### DATA PROVIDED

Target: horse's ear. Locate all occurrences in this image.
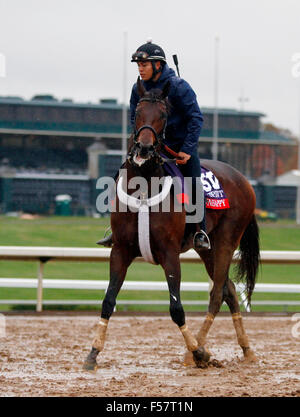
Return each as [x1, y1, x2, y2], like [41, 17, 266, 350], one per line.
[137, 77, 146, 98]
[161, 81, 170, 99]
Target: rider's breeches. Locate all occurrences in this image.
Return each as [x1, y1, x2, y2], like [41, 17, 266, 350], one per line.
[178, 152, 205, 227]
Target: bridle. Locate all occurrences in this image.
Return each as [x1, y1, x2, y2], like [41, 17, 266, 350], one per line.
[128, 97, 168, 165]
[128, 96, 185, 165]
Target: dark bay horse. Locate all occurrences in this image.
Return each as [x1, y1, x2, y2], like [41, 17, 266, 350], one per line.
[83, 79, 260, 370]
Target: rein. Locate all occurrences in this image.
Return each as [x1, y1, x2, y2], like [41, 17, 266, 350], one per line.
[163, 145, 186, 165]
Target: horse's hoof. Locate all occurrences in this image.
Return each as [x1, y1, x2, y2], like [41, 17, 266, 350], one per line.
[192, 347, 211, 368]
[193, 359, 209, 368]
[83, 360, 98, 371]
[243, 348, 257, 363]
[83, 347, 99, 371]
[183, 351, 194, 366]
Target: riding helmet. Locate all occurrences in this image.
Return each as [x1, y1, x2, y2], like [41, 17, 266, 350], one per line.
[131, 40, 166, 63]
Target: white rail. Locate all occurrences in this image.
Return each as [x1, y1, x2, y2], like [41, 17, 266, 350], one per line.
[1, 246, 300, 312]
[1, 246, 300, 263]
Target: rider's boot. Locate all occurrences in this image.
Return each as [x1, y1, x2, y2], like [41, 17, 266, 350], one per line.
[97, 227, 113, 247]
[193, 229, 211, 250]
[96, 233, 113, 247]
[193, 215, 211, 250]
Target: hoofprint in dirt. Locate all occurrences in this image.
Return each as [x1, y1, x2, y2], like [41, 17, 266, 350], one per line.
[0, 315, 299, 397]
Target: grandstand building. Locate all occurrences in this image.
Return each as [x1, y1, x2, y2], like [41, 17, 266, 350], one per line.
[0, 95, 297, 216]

### EXERCISE PROMPT
For every line in the data above that holds "rider", return the line itself.

### YOUR RESPONSE
Target: rider's breeches. Locate all occurrences in this image.
Target: rider's boot. Locate all occurrences in this image.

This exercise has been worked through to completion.